About this task:
Exactly reproduce each record listed below.

++++ Input material

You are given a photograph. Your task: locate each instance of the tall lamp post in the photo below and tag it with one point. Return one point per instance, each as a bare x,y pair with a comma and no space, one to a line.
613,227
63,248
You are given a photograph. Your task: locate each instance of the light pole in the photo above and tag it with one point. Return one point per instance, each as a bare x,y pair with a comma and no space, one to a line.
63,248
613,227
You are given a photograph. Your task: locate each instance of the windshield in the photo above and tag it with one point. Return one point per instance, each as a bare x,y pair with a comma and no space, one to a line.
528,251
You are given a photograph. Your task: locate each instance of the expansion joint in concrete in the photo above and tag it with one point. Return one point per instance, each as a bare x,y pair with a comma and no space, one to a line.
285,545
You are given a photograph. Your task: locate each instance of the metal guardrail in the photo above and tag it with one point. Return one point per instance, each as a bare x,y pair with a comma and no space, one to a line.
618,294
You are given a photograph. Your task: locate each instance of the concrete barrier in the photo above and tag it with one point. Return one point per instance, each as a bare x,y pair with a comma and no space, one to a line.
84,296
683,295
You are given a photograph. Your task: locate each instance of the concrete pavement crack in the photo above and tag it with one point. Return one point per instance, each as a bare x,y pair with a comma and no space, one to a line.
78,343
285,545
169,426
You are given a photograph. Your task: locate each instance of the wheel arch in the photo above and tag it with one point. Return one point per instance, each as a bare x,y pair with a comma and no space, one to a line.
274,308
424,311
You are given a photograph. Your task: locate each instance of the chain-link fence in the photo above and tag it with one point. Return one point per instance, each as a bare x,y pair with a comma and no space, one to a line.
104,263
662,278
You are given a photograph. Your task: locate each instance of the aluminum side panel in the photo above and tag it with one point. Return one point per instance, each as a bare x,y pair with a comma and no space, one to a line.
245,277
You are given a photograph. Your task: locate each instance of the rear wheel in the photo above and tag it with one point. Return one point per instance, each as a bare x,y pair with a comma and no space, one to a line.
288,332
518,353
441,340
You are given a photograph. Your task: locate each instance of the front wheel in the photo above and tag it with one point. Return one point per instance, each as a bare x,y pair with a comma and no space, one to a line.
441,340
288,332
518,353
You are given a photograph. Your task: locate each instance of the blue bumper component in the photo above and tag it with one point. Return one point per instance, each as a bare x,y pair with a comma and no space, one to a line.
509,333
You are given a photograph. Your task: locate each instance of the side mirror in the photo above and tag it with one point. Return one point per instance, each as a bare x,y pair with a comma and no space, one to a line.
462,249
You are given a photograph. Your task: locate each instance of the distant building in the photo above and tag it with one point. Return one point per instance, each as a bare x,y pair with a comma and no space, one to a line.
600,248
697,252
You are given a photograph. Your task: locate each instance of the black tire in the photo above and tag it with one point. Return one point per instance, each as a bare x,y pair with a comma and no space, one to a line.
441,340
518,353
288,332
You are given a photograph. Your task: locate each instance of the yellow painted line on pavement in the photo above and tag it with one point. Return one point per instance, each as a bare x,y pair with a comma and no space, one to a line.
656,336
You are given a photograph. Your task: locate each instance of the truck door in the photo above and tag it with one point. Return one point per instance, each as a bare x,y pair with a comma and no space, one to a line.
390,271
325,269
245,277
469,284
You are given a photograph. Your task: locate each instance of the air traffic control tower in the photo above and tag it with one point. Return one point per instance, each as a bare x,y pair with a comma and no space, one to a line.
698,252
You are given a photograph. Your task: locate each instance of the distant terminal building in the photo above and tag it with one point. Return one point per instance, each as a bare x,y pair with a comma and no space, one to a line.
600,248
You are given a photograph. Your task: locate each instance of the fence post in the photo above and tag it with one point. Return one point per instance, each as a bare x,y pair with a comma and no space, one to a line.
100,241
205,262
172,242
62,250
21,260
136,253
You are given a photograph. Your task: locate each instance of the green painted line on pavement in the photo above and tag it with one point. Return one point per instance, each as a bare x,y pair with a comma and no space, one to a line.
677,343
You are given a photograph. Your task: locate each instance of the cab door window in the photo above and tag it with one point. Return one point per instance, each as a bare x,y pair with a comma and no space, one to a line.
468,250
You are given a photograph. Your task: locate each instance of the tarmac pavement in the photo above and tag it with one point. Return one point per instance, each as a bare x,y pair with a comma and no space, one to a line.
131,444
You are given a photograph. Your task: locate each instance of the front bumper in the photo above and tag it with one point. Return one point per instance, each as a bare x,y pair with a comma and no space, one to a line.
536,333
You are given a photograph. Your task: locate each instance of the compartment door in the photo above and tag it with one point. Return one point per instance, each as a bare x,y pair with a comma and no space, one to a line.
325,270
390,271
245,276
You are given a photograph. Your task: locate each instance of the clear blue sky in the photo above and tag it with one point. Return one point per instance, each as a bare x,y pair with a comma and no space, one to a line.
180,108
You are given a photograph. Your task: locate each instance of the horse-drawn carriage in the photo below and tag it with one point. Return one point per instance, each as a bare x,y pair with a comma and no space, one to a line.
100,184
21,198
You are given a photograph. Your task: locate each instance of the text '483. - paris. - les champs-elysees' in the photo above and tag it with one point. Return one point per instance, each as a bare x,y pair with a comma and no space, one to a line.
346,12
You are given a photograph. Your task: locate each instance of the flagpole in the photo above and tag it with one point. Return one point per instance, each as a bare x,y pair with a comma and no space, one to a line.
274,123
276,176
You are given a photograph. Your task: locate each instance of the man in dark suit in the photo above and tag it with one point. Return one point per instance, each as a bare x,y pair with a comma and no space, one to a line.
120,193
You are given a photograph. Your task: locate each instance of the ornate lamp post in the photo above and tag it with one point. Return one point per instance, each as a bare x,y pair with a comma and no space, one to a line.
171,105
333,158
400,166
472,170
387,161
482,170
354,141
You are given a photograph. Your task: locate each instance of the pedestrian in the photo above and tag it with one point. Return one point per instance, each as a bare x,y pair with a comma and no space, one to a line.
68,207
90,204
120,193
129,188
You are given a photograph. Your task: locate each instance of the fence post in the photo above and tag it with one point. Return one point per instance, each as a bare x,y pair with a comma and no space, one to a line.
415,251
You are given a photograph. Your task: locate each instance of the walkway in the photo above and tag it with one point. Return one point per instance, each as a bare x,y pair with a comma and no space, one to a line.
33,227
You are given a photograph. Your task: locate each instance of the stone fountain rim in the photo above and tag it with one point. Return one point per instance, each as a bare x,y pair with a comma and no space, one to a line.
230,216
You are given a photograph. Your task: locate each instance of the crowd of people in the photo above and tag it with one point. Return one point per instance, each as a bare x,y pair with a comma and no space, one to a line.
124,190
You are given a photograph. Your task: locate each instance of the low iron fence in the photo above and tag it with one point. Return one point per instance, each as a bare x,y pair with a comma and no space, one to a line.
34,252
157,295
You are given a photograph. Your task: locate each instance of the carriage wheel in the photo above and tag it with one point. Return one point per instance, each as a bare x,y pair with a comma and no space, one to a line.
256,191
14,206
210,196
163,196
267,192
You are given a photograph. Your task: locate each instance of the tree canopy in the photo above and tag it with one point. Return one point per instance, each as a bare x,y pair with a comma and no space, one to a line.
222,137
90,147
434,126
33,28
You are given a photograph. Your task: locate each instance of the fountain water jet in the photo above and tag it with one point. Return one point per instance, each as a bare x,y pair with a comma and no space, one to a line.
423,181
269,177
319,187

++++++++

Output for this exercise:
You are given a photograph. Your task: locate each instance of the tall lamp post in the photo below and tag it with one point. Return one point per instance, each as a bare x,y pair with a comma and no space, one to a line.
613,227
63,248
You are given a photograph. Your task: locate each instance of the light pole in the photo above and tag it with one point. Return one point per instance, each as a bare x,y pair with a comma and no space, one to a line.
63,248
613,227
You are given a photograph. Your task: locate each instance of the windshield in the photo above and tag it with one point. Return one point per instance, each as a bare x,y pair with a comma and no space, one to a line.
528,251
You are given a photograph. Your task: locate each instance of the expansion joint in concrete in the photo above and tag it with one point. Return one point per instance, each as a bare x,y pair with a comma and no space, one to a line.
285,545
You are given a photograph. Your task: locate each instance of the metal guardrail in the photo above and tag it with one point. Return one point per instance, each as a bare x,y pair with a comma and no space, one to a line.
618,294
You are given a photograph. Your task: locate each instance of the concrete barrier in the photo above and tag it with one point. Return one point per instance, each as a bare x,y pair with a comma and no space, one to a line.
84,296
683,295
You are given a photograph. Your task: locate each instance of the concrete pavement crack in the photo above and tag it with one point. Return one point per instance, each as a bare x,y pair with a comma and no space, one to a line.
78,343
285,545
169,426
You are given a photograph. Your task: locate each instance of the wheel arch in the photo above and tag it with one point. Return one point per instance, each as a bare x,y pair with a comma and no space, one to a line.
274,308
424,311
You are given a photograph. Your task: locate each instance of the chain-link fence in the photo above and tag it with one point. Return one point per instance, each as a bare x,y pair with a comma and no space, one to a line.
104,263
662,278
You are given a photograph. Your task: locate each instance of the aluminum side panel in the photo above and tag it with one point. Return one point per instance, each as a bare x,y pair with a comma and no space, one to a line.
245,277
You are given a photograph. Your task: locate each instance of the rear wheel in the photo above and tag it with one point. Return one point per instance, each as a bare x,y pair with a comma and no space, one to a line.
288,332
518,353
441,340
You are given a photograph. Your task: locate each instance of the front wheel in the photo above and tag it with one point. Return one point per instance, each as a bare x,y pair with a comma and no space, one to a line.
441,340
288,332
518,353
You are given a photograph. Your task: locate each instance of the blue bumper component in the photo above and tag it with one point. Return one point per instance, each as a bare x,y pair with a comma and no space, one to a line.
509,333
You are given a photograph. Your task: locate each instance of the side mirror in the photo above and tag it with one point. Return one point per instance, each as a bare x,y pair with a comma and no space, one to a line.
462,249
You are given a photograph. Your task: locate each instance of the distant building in the photo above and tag it with one point. Return one point per instance, each as a bare x,y pair with a comma and no space, one to a line.
600,248
697,252
You are given a photograph. Your task: locate each instance of the black tire in the photo above and tag it with one point. Return one point per instance, each as a bare x,y pair with a comma and no space, one to a line.
441,340
518,353
288,332
You are given a photograph. Your task: locate each instance of the yellow painted line on pavement in the photo above and tag it with one point. Return one point per instance, each as a bare x,y pair with a comma and no space, one to a line.
656,336
You are given a photograph. Your task: locate each instance of the truck door in the photo above and tag it with one point. Return one point per instance, each as a bare x,y pair with a comma and no space, one to a line.
390,271
325,269
245,277
469,284
You are given a photograph. Your task: locate each instance of the air traffic control tower in the photo above and tag it with one point. Return one point per instance, each as a bare x,y pair with a comma and no space, one to a line.
698,252
You are given a photograph. Your task: locate each instance of the distant terminal building in the photo above and tag it with one point. Return one point per instance, each as a bare x,y pair with a comma and no space, one to a line.
600,248
You are given a photograph. Your task: locate each instance of the fence post in the photo above and tag it with one point. Return one point per instance, each as a bare x,y pair with a comma and no space, one to a line.
100,241
205,262
172,242
62,250
21,260
136,253
You are given a photograph. Your task: locate each instance of the green painted line on pavement in the photo above and tag it with one point. Return one point per instance, each as a bare x,y pair with a comma and no space, one to a line.
677,343
You are given a photograph. Your task: locate each instance of the cab door window in the photo above and tag it with one point. Return one point per instance, each as a bare x,y pair with a comma and no space, one to a line.
468,250
You are given a photograph. Your task: locate each instance of the tarmac pavement in the photo above and tag it with one point. Return one point per instance, each as a bare x,y pair with a comma and no space, one to a line.
131,444
You are given a photograph. Your task: locate each instance of the front bumper in the photo above and tag it with one point. Return one point per instance, each as a bare x,y pair with a comma and no space, one to a line.
536,333
You are given a photograph. Your task: locate each instance of the compartment door in the photo above and tag it with one point. Return one point per instance, each as a bare x,y pair with a comma and no space, one to a line.
325,270
390,271
245,276
You are given a photograph. Your task: locate each instance of the clear blue sky in the photo above and tag it with one point. Return one point per instance, each as a bare x,y pair with a comma and no space, one to a line.
180,108
You are given a photograph. Your task: locate each instance of the horse-drawn carriage in the photo below and tag it with one point. Return one point per instance, each as a bare x,y pair with a comma and no space, one to a line.
100,184
21,198
You are given a photograph. Your task: locate each instance of the text '483. - paris. - les champs-elysees' in the photo above and tag it with one point. Return one point per instance, each as a bare x,y pair with a comma and no space, one to a line.
346,12
You are given a photograph. Your task: locate each instance of the flagpole in the photo above and tag it with one point. Return one point per instance, each as a bare x,y pair with a comma and no space, one to a line.
274,123
276,176
You are given a photograph. Your task: locate each instance of the man in dark suit in the photo above and tag it with one point. Return one point per instance, each as a bare x,y pair with a comma and no space, one to a line.
120,193
You are given a photograph. Your task: locate each instance of the ornate lamp post in the photo above and tag it with one point. Return one point per instance, each as a bare x,y pair with a comma and no space, one to a line.
171,105
333,158
400,166
472,170
387,161
482,170
354,141
You are given a photograph. Your task: locate each instance of the pedestrian in the photo above and tag it with one point. Return one point per instance, each as a bare x,y pair with a comma and no space, one to a line.
68,207
90,204
120,193
129,188
You are given a photograph. Your task: locate each instance of the fence post in the photo above and tag it with one point. Return one point per instance, each as a bare x,y pair with a comma and no space, one to a line.
415,251
You are given a photograph. Your task: locate each instance of the walkway in the photo above and tag it with one point. Return one point per instance, each as a bare x,y pair with a comma and no space, one to a line.
33,227
You are given a photograph. Your task: locate each instance of the stone fountain rim in the photo above and tag it with one point. Return one point per instance, each as a bare x,y pair with a comma and no space, one to a line.
230,216
You are given a photograph. Your task: locate each instance of the crowd of people in the photo above and tag it with one point. Return one point per instance, each as a bare x,y pair with a comma and no space, one to a line.
124,190
You are given a photograph. Your task: locate each instance of the low iron fence in the photo above and tag it with one point. Return one point per instance, each as a bare x,y pair with a comma and no space, one to a line.
34,252
157,295
You are given a photograph. Your task: locate each instance of the carriage wheel in the photo above and tag it with one point. Return one point per instance, each as a bare x,y pair with a comma and no space, one to a line.
256,191
14,206
210,196
163,196
267,192
You are given a photograph. Your task: locate each instance of the tree canopy in the photo above and tag it with one point. Return one point per instance, each as a bare x,y pair with a comma and no space, one to a line.
222,137
90,147
434,126
33,28
You are given a photograph. Your task: locate each instance of the fountain water jet in the photo above and tag it with one point. Return one point per instance, each as a bare x,y pair with a comma and no space, one to a line.
423,181
269,177
319,187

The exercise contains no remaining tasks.